=== Begin Enclosure ===
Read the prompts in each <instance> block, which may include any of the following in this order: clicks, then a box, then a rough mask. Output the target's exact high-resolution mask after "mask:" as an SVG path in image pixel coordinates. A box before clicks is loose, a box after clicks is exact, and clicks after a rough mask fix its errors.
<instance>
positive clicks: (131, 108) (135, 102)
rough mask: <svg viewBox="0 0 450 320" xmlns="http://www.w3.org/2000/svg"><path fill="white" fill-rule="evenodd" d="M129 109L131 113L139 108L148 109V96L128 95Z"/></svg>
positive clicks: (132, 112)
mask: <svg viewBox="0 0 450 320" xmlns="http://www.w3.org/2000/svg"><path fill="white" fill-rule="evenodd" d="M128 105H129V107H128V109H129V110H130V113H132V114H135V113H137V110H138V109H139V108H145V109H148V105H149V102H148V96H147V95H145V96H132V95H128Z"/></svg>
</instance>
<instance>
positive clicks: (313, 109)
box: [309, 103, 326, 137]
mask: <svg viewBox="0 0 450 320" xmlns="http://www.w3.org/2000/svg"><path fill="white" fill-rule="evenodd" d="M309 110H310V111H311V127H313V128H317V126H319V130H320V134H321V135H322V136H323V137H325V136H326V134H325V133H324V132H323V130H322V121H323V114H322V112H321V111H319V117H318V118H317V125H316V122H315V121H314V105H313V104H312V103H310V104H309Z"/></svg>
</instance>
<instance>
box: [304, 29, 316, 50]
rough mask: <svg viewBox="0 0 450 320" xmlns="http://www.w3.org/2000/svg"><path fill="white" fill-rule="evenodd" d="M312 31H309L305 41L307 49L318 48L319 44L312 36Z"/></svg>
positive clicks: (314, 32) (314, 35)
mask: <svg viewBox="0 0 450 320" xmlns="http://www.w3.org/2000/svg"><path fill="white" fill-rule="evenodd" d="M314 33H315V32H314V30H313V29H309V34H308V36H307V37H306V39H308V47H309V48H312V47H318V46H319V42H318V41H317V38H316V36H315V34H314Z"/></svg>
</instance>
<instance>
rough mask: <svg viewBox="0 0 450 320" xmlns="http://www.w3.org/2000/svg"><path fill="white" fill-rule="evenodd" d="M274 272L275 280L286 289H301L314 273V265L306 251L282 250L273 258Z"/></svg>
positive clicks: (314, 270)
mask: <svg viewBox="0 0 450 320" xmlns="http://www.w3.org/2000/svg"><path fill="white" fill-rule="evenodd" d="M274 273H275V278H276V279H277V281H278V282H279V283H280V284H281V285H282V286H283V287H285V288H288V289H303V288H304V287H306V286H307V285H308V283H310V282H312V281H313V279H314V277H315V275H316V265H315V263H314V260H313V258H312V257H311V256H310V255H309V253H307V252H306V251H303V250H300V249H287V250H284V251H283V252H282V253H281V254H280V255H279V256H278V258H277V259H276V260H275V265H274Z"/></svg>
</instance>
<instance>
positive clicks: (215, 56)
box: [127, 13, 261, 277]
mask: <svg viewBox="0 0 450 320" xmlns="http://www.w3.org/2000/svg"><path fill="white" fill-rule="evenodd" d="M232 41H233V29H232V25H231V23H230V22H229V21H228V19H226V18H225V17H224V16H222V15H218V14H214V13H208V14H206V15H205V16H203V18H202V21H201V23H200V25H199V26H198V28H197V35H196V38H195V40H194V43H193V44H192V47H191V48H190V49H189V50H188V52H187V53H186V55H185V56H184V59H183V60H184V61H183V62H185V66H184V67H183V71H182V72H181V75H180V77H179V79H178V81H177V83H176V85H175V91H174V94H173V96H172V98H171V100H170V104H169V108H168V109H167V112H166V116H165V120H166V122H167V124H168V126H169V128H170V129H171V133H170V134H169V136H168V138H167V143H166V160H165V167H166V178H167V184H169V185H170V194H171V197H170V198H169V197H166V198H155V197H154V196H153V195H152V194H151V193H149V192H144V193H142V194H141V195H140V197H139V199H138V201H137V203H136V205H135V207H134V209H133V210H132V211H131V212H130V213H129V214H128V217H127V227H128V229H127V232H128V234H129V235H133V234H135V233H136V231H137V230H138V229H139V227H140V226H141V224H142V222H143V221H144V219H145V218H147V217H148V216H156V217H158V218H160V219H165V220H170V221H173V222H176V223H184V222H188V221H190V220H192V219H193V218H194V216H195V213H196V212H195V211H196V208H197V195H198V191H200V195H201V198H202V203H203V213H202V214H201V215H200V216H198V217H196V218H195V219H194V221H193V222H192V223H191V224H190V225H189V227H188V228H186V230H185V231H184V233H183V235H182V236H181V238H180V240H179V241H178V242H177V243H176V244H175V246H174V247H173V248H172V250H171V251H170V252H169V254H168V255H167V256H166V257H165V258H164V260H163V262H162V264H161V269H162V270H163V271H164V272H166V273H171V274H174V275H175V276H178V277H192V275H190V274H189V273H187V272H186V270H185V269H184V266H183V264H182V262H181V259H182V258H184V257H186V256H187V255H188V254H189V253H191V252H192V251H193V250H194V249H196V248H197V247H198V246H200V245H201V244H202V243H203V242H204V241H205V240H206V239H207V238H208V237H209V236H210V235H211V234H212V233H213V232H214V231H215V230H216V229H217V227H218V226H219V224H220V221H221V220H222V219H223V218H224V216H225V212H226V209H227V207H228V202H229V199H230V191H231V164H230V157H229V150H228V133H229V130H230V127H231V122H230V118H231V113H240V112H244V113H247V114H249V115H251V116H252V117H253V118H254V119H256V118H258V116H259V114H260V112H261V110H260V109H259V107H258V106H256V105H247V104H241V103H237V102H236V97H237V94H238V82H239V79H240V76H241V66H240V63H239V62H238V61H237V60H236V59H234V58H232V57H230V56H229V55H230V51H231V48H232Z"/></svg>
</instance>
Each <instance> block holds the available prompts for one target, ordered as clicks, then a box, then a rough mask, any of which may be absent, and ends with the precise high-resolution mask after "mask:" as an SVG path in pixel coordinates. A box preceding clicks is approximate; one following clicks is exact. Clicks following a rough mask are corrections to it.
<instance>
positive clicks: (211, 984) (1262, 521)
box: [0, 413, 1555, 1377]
=== End Enclosure ===
WRITTEN TASK
Copy out each line of the data exactly.

THE COMPLETED TASK
Read the prompts in each <instance> block, which may include any of the following in this order: clicks, then a box, then a rough mask. Output the target's exact high-resolution mask after "mask:" as an SVG path in image pixel coordinates. A box before clicks is loose, a box after clicks is exact, and clicks after a rough mask fix its errors.
<instance>
positive clicks: (131, 108) (135, 102)
rough mask: <svg viewBox="0 0 450 320" xmlns="http://www.w3.org/2000/svg"><path fill="white" fill-rule="evenodd" d="M129 109L131 113L139 108L148 109V96L128 95Z"/></svg>
positive clicks: (132, 112)
mask: <svg viewBox="0 0 450 320" xmlns="http://www.w3.org/2000/svg"><path fill="white" fill-rule="evenodd" d="M128 105H129V107H128V109H129V110H130V113H132V114H135V113H137V110H138V109H139V108H145V109H148V105H149V102H148V96H147V95H145V96H132V95H128Z"/></svg>
</instance>
<instance>
positive clicks: (313, 109)
box: [309, 103, 326, 137]
mask: <svg viewBox="0 0 450 320" xmlns="http://www.w3.org/2000/svg"><path fill="white" fill-rule="evenodd" d="M309 110H310V111H311V127H313V128H317V126H319V130H320V134H321V135H322V136H323V137H325V136H326V134H325V133H324V132H323V130H322V121H323V114H322V112H321V111H319V117H318V118H317V125H316V122H315V121H314V105H313V104H312V103H310V104H309Z"/></svg>
</instance>
<instance>
box: [304, 29, 316, 50]
rough mask: <svg viewBox="0 0 450 320" xmlns="http://www.w3.org/2000/svg"><path fill="white" fill-rule="evenodd" d="M312 31H309L305 41L307 49L318 48L319 44L312 36Z"/></svg>
positive clicks: (314, 32) (314, 35)
mask: <svg viewBox="0 0 450 320" xmlns="http://www.w3.org/2000/svg"><path fill="white" fill-rule="evenodd" d="M314 33H315V32H314V30H313V29H309V34H308V36H307V37H306V39H308V47H309V48H312V47H318V46H319V42H318V41H317V38H316V36H315V34H314Z"/></svg>
</instance>
<instance>
rough mask: <svg viewBox="0 0 450 320" xmlns="http://www.w3.org/2000/svg"><path fill="white" fill-rule="evenodd" d="M274 272L275 280L286 289H301L314 273V265L306 251L282 250L273 258Z"/></svg>
positive clicks: (314, 270)
mask: <svg viewBox="0 0 450 320" xmlns="http://www.w3.org/2000/svg"><path fill="white" fill-rule="evenodd" d="M274 273H275V278H276V279H277V281H278V282H279V283H280V284H281V285H282V286H283V287H285V288H288V289H303V288H304V287H306V286H307V285H308V283H310V282H312V281H313V279H314V277H315V275H316V265H315V263H314V260H313V258H312V257H311V256H310V255H309V253H307V252H306V251H303V250H300V249H287V250H284V251H283V252H282V253H281V254H280V255H279V256H278V258H277V259H276V260H275V265H274Z"/></svg>
</instance>
<instance>
positive clicks: (215, 56)
box: [127, 13, 261, 277]
mask: <svg viewBox="0 0 450 320" xmlns="http://www.w3.org/2000/svg"><path fill="white" fill-rule="evenodd" d="M232 41H233V29H232V25H231V23H230V22H229V21H228V19H226V18H225V17H224V16H222V15H218V14H214V13H208V14H206V15H205V16H203V18H202V21H201V23H200V25H199V26H198V28H197V35H196V38H195V40H194V43H193V44H192V47H191V48H190V49H189V50H188V52H187V53H186V55H185V56H184V59H183V60H184V61H183V62H185V66H184V67H183V71H182V72H181V75H180V77H179V79H178V81H177V83H176V85H175V91H174V94H173V96H172V98H171V100H170V104H169V108H168V109H167V112H166V116H165V120H166V122H167V124H168V126H169V128H170V129H171V133H170V134H169V136H168V138H167V143H166V160H165V167H166V178H167V184H169V185H170V194H171V197H170V198H169V197H166V198H155V197H154V196H153V195H152V194H151V193H149V192H144V193H142V194H141V195H140V197H139V199H138V201H137V203H136V205H135V207H134V209H133V210H132V211H131V212H130V213H129V214H128V217H127V227H128V229H127V232H128V234H129V235H133V234H135V233H136V231H137V230H138V229H139V227H140V226H141V224H142V222H143V221H144V219H145V218H147V217H148V216H156V217H158V218H160V219H165V220H170V221H173V222H176V223H184V222H188V221H190V220H192V219H193V218H194V216H195V213H196V212H195V211H196V208H197V195H198V191H200V195H201V198H202V203H203V213H202V214H201V215H200V216H198V217H196V218H195V219H194V221H193V222H192V223H191V224H190V225H189V227H188V228H186V230H185V231H184V233H183V235H182V236H181V238H180V240H179V241H178V242H177V243H176V244H175V246H174V247H173V248H172V250H171V251H170V252H169V254H168V255H167V256H166V257H165V258H164V260H163V262H162V264H161V269H162V270H163V271H164V272H166V273H171V274H174V275H175V276H178V277H192V275H190V274H189V273H187V272H186V270H185V269H184V266H183V264H182V262H181V259H182V258H184V257H186V256H187V255H188V254H189V253H191V252H192V251H193V250H194V249H196V248H197V247H198V246H200V245H201V244H202V243H203V242H204V241H205V240H206V239H207V238H208V237H209V236H210V235H211V234H212V233H213V232H214V231H215V230H216V229H217V227H218V226H219V224H220V221H221V220H222V219H223V218H224V216H225V212H226V209H227V207H228V202H229V199H230V191H231V164H230V157H229V150H228V133H229V130H230V127H231V122H230V118H231V113H240V112H244V113H247V114H249V115H251V116H252V117H253V118H254V119H256V118H258V116H259V114H260V112H261V110H260V109H259V107H258V106H256V105H247V104H241V103H237V102H236V97H237V94H238V82H239V79H240V76H241V66H240V63H239V62H238V61H237V60H236V59H234V58H232V57H230V56H229V55H230V51H231V48H232Z"/></svg>
</instance>
Each <instance> block holds the available prompts for one target, ordered as clicks, then a box, then a rough mask, any of which may be absent, and ends with the precise high-resolution mask after "mask:" as an SVG path in pixel coordinates. A box preceding clicks is approximate; one following clicks is exact. Clicks following a rough mask are corrections to it.
<instance>
positive clicks: (211, 984) (1262, 521)
box: [0, 413, 1555, 1377]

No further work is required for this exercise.